→ **Set exercise 1**: In the article on manual scavenging, rename "Supreme Court" as "apex court" in the passage that begins at the words "The Employment of" and stops after "deaths in 2018.", and write out that passage.
→ **Set exercise 2**:
Answer these questions from the article on manual scavenging:
(a) What is the name of the banner Virendra Ganvir founded?
(b) In what year did the Union government enact the Employment of Manual Scavengers and Construction of Dry Latrines (Prohibition) Act?
(c) How many deaths while cleaning sewers and septic tanks were recorded in 2019?

→ **Source extract**:
BEGIN

“I feel we were born to do this job. There is no escape. Our Mehtar caste ensures that no other work will be offered to us. Every time I lower myself into a gutter, the stench and that liquid full of faeces enter my eyes, nostrils and my mouth. I know that I am risking my life. I have watched many of my folks faint and die due to the poisonous gases that emanate in these sewers. So, I consume a bottle of country liquor and use a bit of ganja (marijuana) to numb my senses. That is the only way I can bring myself to wade through the filth to unclog the gutters of this city.”
—A manual scavenger
This is the only job which is caste-specific. Tell me if there is any other job which comes with a caste tag,” says Virendra Ganvir, a theatre artist in Nagpur and founder of Bahujan Rangbhoomi, a banner that presents plays based on the lives and issues of the underprivileged.
It is only those who hail from the Mehtar community, the lowest in the caste hierarchy of India, who are called upon to take up the task of manual scavenging. Though there is a ban on manual scavenging, the civic authorities and others continue to engage them for cleaning sewers. “Even if a person from the Mehtar or Valmiki caste is employed in some other work, he will be called upon to clean a clogged sewer, as his caste says that he is born to do this work,” observes Ganvir, who has researched their lives minutely and written a play, Gatar, based on the issue of manual scavenging and the suffering of those who are employed in this work.
The Employment of Manual Scavengers and Construction of Dry Latrines (Prohibition) Act was enacted by the Union government in 1993. Later, it added the rehabilitation clause and the act became the Prohibition of Employment as Manual Scavengers and their Rehabilitation Act, 2013. But these legal provisions have not been able to stop manual scavenging or the loss of lives. That’s why the Supreme Court, in several judgements over the years, has asked the government why it has not been able to implement the law in letter and spirit. As many as 339 people have died while cleaning sewers and septic tanks in India in the last six years, according to government data. Nine such deaths were recorded in 2023, 66 in 2022, 58 in 2021, 22 in 2020, 117 in 2019 and 67 deaths in 2018.
“Hiring a machine to clean the sewers may cost upwards of Rs 2,000, while a human scavenger would do the job for as little as Rs 500 or Rs 1,000,” says Ganvir. “These people have continued to do this work for want of a better job as none are given to them due to the stigma attached to their caste and also because they are so poor and this work brings in some money,” adds Ganvir.
The play ends with a distraught Ravi shutting the manhole, placing his foot on it and telling his community, “No more of this.”

END

→ **Data segment**:

BEGIN

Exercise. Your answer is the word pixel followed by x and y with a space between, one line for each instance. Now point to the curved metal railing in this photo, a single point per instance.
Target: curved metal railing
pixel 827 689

END

→ **Task output 1**:
The Employment of Manual Scavengers and Construction of Dry Latrines (Prohibition) Act was enacted by the Union government in 1993. Later, it added the rehabilitation clause and the act became the Prohibition of Employment as Manual Scavengers and their Rehabilitation Act, 2013. But these legal provisions have not been able to stop manual scavenging or the loss of lives. That’s why the apex court, in several judgements over the years, has asked the government why it has not been able to implement the law in letter and spirit. As many as 339 people have died while cleaning sewers and septic tanks in India in the last six years, according to government data. Nine such deaths were recorded in 2023, 66 in 2022, 58 in 2021, 22 in 2020, 117 in 2019 and 67 deaths in 2018.

→ **Task output 2**:
(a) Bahujan Rangbhoomi
(b) 1993
(c) 117